(Directive): Count how many lines in the listing below contain the string "target". Reply with that number alone.

Stored records:

Content starts

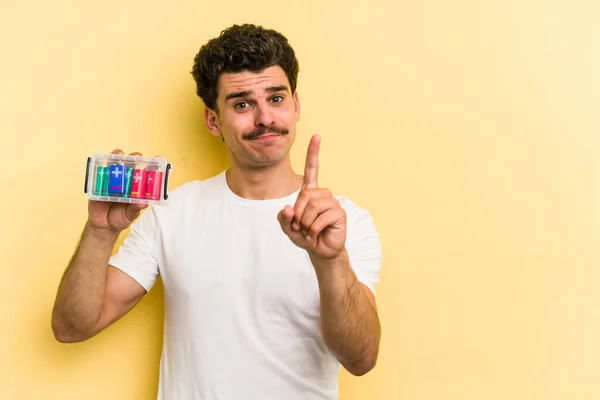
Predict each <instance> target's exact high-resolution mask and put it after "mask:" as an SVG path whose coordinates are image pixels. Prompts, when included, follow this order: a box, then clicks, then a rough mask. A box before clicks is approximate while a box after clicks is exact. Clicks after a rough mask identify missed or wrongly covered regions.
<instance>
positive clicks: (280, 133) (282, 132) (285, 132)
mask: <svg viewBox="0 0 600 400" xmlns="http://www.w3.org/2000/svg"><path fill="white" fill-rule="evenodd" d="M288 133H289V131H288V130H287V129H285V128H275V127H271V128H269V129H266V128H262V129H258V130H256V131H254V132H250V133H247V134H245V135H244V136H243V138H244V139H245V140H272V139H274V138H278V137H280V136H284V135H287V134H288Z"/></svg>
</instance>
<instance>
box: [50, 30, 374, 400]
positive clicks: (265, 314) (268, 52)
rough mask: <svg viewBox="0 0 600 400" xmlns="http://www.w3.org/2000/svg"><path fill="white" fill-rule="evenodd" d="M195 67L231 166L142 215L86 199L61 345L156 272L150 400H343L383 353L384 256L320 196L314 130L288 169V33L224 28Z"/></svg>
mask: <svg viewBox="0 0 600 400" xmlns="http://www.w3.org/2000/svg"><path fill="white" fill-rule="evenodd" d="M192 74H193V76H194V79H195V81H196V83H197V91H198V95H199V96H200V97H201V98H202V100H203V101H204V103H205V105H206V109H205V114H204V116H205V121H206V124H207V126H208V129H209V130H210V132H211V133H212V134H213V135H215V136H219V137H222V139H223V141H224V143H225V146H226V147H227V150H228V153H229V156H230V161H231V166H230V168H229V169H227V170H226V171H224V172H222V173H220V174H218V175H217V176H215V177H212V178H210V179H207V180H204V181H193V182H189V183H187V184H184V185H182V186H180V187H179V188H177V189H175V190H173V191H171V193H170V197H169V204H168V205H166V206H153V207H149V208H148V209H147V210H146V211H145V212H144V213H143V214H142V215H141V216H139V214H140V212H141V209H143V208H145V207H144V206H140V205H133V204H128V205H126V204H118V203H107V202H93V201H92V202H90V203H89V218H88V220H87V223H86V225H85V229H84V231H83V234H82V237H81V241H80V243H79V246H78V248H77V251H76V252H75V254H74V256H73V259H72V260H71V262H70V263H69V266H68V267H67V270H66V271H65V274H64V276H63V278H62V280H61V283H60V286H59V289H58V294H57V298H56V303H55V307H54V311H53V319H52V327H53V331H54V334H55V337H56V338H57V340H59V341H61V342H77V341H82V340H86V339H89V338H91V337H92V336H94V335H96V334H97V333H98V332H100V331H102V330H103V329H105V328H106V327H107V326H109V325H110V324H112V323H113V322H115V321H116V320H117V319H119V318H120V317H122V316H123V315H124V314H125V313H127V312H128V311H129V310H130V309H131V308H132V307H134V306H135V304H136V303H138V302H139V300H140V299H141V298H142V296H143V295H144V294H145V293H147V291H148V290H150V288H151V287H152V285H153V284H154V282H155V281H156V279H157V277H158V275H159V274H160V276H161V278H162V282H163V285H164V293H165V325H164V344H163V352H162V357H161V363H160V382H159V393H158V398H159V399H168V400H173V399H203V400H208V399H219V400H230V399H244V400H252V399H257V400H258V399H261V400H263V399H277V400H284V399H285V400H295V399H298V400H300V399H302V400H311V399H328V400H329V399H336V398H337V394H338V388H337V377H338V373H339V367H340V364H341V365H342V366H343V367H345V368H346V369H347V370H348V371H349V372H350V373H352V374H354V375H363V374H365V373H367V372H368V371H370V370H371V369H372V368H373V367H374V365H375V363H376V360H377V355H378V349H379V338H380V324H379V319H378V316H377V311H376V304H375V297H374V291H373V286H374V285H375V284H376V283H377V281H378V273H379V269H380V263H381V247H380V242H379V238H378V234H377V232H376V229H375V227H374V224H373V221H372V220H371V217H370V214H369V213H368V212H367V211H365V210H363V209H361V208H359V207H358V206H356V205H355V204H353V203H352V202H351V201H350V200H348V199H346V198H344V197H339V196H336V197H334V196H333V195H332V194H331V192H330V191H329V190H328V189H325V188H321V187H319V185H318V153H319V145H320V138H319V137H318V136H314V137H313V138H312V139H311V141H310V145H309V147H308V152H307V155H306V166H305V171H304V175H303V176H300V175H297V174H296V173H294V171H293V170H292V168H291V163H290V155H289V151H290V148H291V146H292V144H293V143H294V139H295V135H296V128H295V126H296V122H297V121H298V120H299V117H300V101H299V98H298V93H297V92H296V82H297V74H298V62H297V60H296V57H295V54H294V51H293V49H292V48H291V47H290V46H289V44H288V42H287V39H286V38H285V37H283V36H282V35H281V34H279V33H277V32H275V31H273V30H267V29H263V28H262V27H257V26H253V25H242V26H233V27H231V28H229V29H227V30H225V31H223V32H221V35H220V36H218V37H217V38H215V39H213V40H211V41H209V42H208V43H207V44H206V45H205V46H203V47H202V48H201V49H200V52H199V53H198V55H197V56H196V58H195V62H194V67H193V71H192ZM115 152H119V153H120V151H115ZM132 154H138V153H132ZM138 216H139V218H138ZM134 220H135V224H133V225H132V226H131V230H130V232H129V233H128V235H127V237H126V238H125V241H124V243H123V246H122V247H121V248H120V249H119V251H118V252H117V253H116V254H115V255H113V256H112V257H111V253H112V249H113V246H114V245H115V242H116V240H117V238H118V235H119V233H120V232H122V231H123V230H125V229H127V228H128V227H129V226H130V224H131V223H132V222H133V221H134Z"/></svg>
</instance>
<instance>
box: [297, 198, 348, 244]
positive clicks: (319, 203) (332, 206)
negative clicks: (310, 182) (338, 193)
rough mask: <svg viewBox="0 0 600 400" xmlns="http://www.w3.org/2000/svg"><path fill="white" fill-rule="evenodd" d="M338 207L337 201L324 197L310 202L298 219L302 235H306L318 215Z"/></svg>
mask: <svg viewBox="0 0 600 400" xmlns="http://www.w3.org/2000/svg"><path fill="white" fill-rule="evenodd" d="M337 206H339V203H338V201H337V200H336V199H335V198H334V197H324V198H320V199H314V200H311V201H310V202H309V203H308V204H307V205H306V208H305V210H304V214H302V216H301V219H300V226H301V228H302V234H303V235H305V236H306V235H308V231H309V229H310V227H311V225H312V224H313V223H314V222H315V220H316V219H317V217H318V216H319V214H322V213H324V212H326V211H328V210H331V209H333V208H336V207H337Z"/></svg>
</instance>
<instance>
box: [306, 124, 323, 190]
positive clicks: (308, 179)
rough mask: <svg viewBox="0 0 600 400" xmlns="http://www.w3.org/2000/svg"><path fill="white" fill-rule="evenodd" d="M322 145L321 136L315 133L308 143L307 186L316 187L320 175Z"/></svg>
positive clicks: (317, 184)
mask: <svg viewBox="0 0 600 400" xmlns="http://www.w3.org/2000/svg"><path fill="white" fill-rule="evenodd" d="M320 146H321V137H320V136H319V135H314V136H313V137H312V138H311V139H310V143H309V144H308V151H307V152H306V164H305V166H304V183H303V187H305V188H316V187H318V186H319V184H318V175H319V147H320Z"/></svg>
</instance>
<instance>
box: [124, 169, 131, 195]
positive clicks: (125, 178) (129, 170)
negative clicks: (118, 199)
mask: <svg viewBox="0 0 600 400" xmlns="http://www.w3.org/2000/svg"><path fill="white" fill-rule="evenodd" d="M132 177H133V168H131V167H127V168H126V169H125V194H124V197H129V196H130V195H131V178H132Z"/></svg>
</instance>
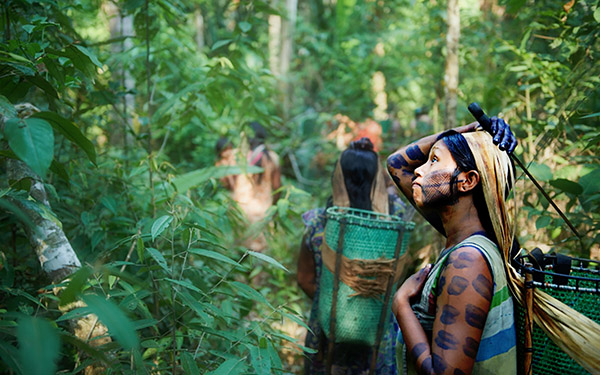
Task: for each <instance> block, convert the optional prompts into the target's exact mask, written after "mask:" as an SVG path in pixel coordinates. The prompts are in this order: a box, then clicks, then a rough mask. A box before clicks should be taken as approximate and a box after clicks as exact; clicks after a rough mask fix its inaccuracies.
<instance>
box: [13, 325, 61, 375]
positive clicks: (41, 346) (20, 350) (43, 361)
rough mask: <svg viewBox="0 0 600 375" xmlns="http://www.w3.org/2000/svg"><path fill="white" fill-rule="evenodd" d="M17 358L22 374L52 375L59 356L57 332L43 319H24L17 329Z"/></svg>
mask: <svg viewBox="0 0 600 375" xmlns="http://www.w3.org/2000/svg"><path fill="white" fill-rule="evenodd" d="M17 338H18V340H19V358H20V363H21V368H22V369H23V374H36V375H45V374H48V375H53V374H54V373H55V372H56V360H57V359H58V356H59V353H60V352H59V350H60V339H59V335H58V330H57V329H56V328H54V327H53V326H52V324H50V322H48V321H47V320H45V319H42V318H36V317H31V316H28V317H24V318H21V319H19V326H18V327H17Z"/></svg>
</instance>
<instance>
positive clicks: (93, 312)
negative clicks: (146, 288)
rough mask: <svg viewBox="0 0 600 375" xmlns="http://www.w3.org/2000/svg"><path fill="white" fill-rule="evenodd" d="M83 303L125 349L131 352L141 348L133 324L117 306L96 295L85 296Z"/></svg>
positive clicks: (136, 333) (110, 333) (101, 297)
mask: <svg viewBox="0 0 600 375" xmlns="http://www.w3.org/2000/svg"><path fill="white" fill-rule="evenodd" d="M83 301H84V302H85V303H86V304H87V305H88V307H89V308H90V310H91V311H92V312H93V313H94V314H96V316H97V317H98V319H99V320H100V321H101V322H102V323H104V325H106V328H108V332H109V333H110V334H111V335H112V336H114V337H115V338H116V339H117V340H118V341H119V343H121V346H123V348H125V349H127V350H129V349H134V348H138V347H139V345H140V342H139V338H138V336H137V333H136V332H135V327H134V325H133V323H131V320H129V318H128V317H127V315H125V313H124V312H123V311H122V310H121V309H119V308H118V307H117V305H115V304H114V303H113V302H112V301H110V300H106V299H104V298H103V297H100V296H98V295H94V294H88V295H85V296H83Z"/></svg>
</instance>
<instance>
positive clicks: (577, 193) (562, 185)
mask: <svg viewBox="0 0 600 375" xmlns="http://www.w3.org/2000/svg"><path fill="white" fill-rule="evenodd" d="M550 185H552V186H554V187H555V188H557V189H560V190H562V191H564V192H565V193H570V194H573V195H580V194H581V193H583V187H581V185H579V184H578V183H577V182H573V181H570V180H567V179H564V178H558V179H556V180H551V181H550Z"/></svg>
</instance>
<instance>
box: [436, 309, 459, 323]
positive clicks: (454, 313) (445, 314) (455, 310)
mask: <svg viewBox="0 0 600 375" xmlns="http://www.w3.org/2000/svg"><path fill="white" fill-rule="evenodd" d="M458 314H460V313H459V312H458V310H457V309H456V308H455V307H453V306H450V305H444V306H442V313H441V315H440V322H442V323H443V324H447V325H450V324H454V323H456V317H457V316H458Z"/></svg>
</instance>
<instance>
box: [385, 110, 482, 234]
mask: <svg viewBox="0 0 600 375" xmlns="http://www.w3.org/2000/svg"><path fill="white" fill-rule="evenodd" d="M476 128H477V123H476V122H474V123H471V124H469V125H465V126H461V127H458V128H455V129H454V130H455V131H456V132H458V133H466V132H471V131H475V129H476ZM441 134H442V133H437V134H433V135H429V136H426V137H424V138H421V139H419V140H418V141H415V142H413V143H411V144H409V145H408V146H404V147H402V148H400V149H399V150H397V151H396V152H394V153H393V154H391V155H390V156H389V157H388V159H387V166H388V171H389V172H390V176H392V179H393V180H394V183H395V184H396V186H397V187H398V189H400V191H401V192H402V194H404V196H406V198H407V199H408V201H409V202H410V203H411V204H412V205H413V206H415V203H414V200H413V191H412V182H413V177H414V175H415V169H417V168H419V167H420V166H421V165H423V164H425V162H426V161H427V159H428V157H429V150H430V149H431V147H432V146H433V145H434V144H435V142H437V140H438V139H439V137H440V135H441ZM415 208H417V210H418V211H419V212H420V213H421V215H423V217H425V219H427V221H429V223H430V224H431V225H433V227H434V228H435V229H437V230H438V231H439V232H440V233H442V234H443V235H445V233H444V228H443V227H442V222H441V220H440V218H439V217H438V216H437V215H436V214H435V213H431V212H426V211H423V210H421V209H419V208H418V207H416V206H415Z"/></svg>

Content ends

(Exercise answer): 2